== TASK MATERIAL ==

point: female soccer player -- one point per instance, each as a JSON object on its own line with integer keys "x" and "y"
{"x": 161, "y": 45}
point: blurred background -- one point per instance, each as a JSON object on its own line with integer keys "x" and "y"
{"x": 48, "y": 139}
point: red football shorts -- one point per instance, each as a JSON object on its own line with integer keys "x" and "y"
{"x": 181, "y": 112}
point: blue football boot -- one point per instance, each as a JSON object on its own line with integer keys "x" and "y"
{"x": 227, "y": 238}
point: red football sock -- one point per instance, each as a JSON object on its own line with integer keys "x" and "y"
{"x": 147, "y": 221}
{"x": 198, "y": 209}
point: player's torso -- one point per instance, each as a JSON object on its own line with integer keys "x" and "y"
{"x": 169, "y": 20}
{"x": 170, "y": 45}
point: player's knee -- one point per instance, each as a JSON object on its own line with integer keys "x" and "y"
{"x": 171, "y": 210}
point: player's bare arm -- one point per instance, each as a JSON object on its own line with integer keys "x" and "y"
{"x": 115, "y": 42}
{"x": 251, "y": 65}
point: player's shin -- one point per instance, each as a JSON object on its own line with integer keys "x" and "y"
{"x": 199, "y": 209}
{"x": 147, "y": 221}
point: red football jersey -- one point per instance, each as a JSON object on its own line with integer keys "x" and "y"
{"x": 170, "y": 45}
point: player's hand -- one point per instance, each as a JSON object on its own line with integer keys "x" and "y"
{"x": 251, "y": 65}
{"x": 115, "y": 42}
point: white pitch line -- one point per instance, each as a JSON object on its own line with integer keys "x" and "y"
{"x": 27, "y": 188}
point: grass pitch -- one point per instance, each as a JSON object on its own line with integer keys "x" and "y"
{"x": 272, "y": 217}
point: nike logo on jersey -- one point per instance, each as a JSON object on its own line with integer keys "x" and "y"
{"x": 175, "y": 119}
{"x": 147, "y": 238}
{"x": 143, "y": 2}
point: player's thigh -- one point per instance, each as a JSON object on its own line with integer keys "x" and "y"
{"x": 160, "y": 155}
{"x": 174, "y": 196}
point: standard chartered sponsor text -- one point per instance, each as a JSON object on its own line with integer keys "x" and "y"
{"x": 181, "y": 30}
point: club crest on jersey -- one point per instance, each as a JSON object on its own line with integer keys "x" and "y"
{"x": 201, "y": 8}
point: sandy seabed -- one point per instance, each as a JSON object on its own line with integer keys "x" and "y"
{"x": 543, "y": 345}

===

• **PROBLEM TO WORK ON**
Convert the entries above into a Markdown table with the columns "Row" and "Line," giving each line its own numbered row and leaving out blank lines.

• **RESULT OF THE EXERCISE**
| Row | Line |
|---|---|
| 1 | point: female soccer player -- one point per instance, each as a JSON object on its own line with integer keys "x" and "y" |
| 2 | {"x": 161, "y": 45} |
| 3 | point: blurred background -- one point per instance, each as a JSON object on its own line with integer keys "x" and "y" |
| 4 | {"x": 48, "y": 139} |
| 5 | point: red football shorts -- one point per instance, each as a JSON object on its own line with integer keys "x" and "y" |
| 6 | {"x": 181, "y": 112} |
| 7 | point: blue football boot -- one point per instance, each as a JSON object on its own line with integer keys "x" and "y" |
| 8 | {"x": 227, "y": 238} |
| 9 | point: red football sock -- one point per instance, each as a JSON object on its own line with integer keys "x" and "y" |
| 10 | {"x": 147, "y": 221} |
| 11 | {"x": 198, "y": 209} |
| 12 | point: player's torso -- one point per instance, each as a JSON object on its own line with integer keys "x" and "y" |
| 13 | {"x": 169, "y": 20} |
| 14 | {"x": 170, "y": 45} |
| 15 | point: player's knee -- one point per instance, each as a JSON object on its own line with integer keys "x" and "y" |
| 16 | {"x": 171, "y": 210} |
| 17 | point: player's bare arm -- one point per instance, each as a JSON object on its own line with integer keys "x" and "y" |
| 18 | {"x": 115, "y": 42} |
| 19 | {"x": 251, "y": 65} |
| 20 | point: player's shin -- one point per instance, each as a JSON object on its own line with integer keys "x" and "y" |
| 21 | {"x": 199, "y": 209} |
| 22 | {"x": 147, "y": 221} |
| 23 | point: red football jersey -- one point per instance, each as a JSON object on its own line with integer keys "x" and "y" |
| 24 | {"x": 170, "y": 45} |
| 25 | point: player's hand -- one point per instance, each as a JSON object on its own line with integer keys "x" and "y" |
| 26 | {"x": 251, "y": 65} |
| 27 | {"x": 115, "y": 42} |
| 28 | point: white pitch line -- one point per instance, each as a JSON object on its own line with integer keys "x" and "y" |
| 29 | {"x": 27, "y": 188} |
| 30 | point: grass pitch -- one point per instance, each as a JSON object on its own line with integer keys "x" and "y" |
| 31 | {"x": 272, "y": 217} |
| 32 | point: nike logo on jersey -- one point per instance, each as a JSON object on its own line with integer keys "x" and "y" |
| 33 | {"x": 175, "y": 119} |
| 34 | {"x": 147, "y": 238} |
| 35 | {"x": 143, "y": 2} |
| 36 | point: player's thigh -- one point per instance, each as a JSON object on its own line with integer keys "x" and "y" |
| 37 | {"x": 160, "y": 155} |
| 38 | {"x": 174, "y": 196} |
| 39 | point: standard chartered sponsor text -- one point per instance, each as a JSON object on its own line with integer keys "x" and "y" |
| 40 | {"x": 181, "y": 30} |
| 41 | point: club crest on jersey -- one point per instance, each as a JSON object on its own line with integer keys "x" and "y" |
| 42 | {"x": 201, "y": 8} |
| 43 | point: sandy seabed -- one point per instance, each as a JSON object on its own line with integer keys "x" and "y" |
| 44 | {"x": 543, "y": 345} |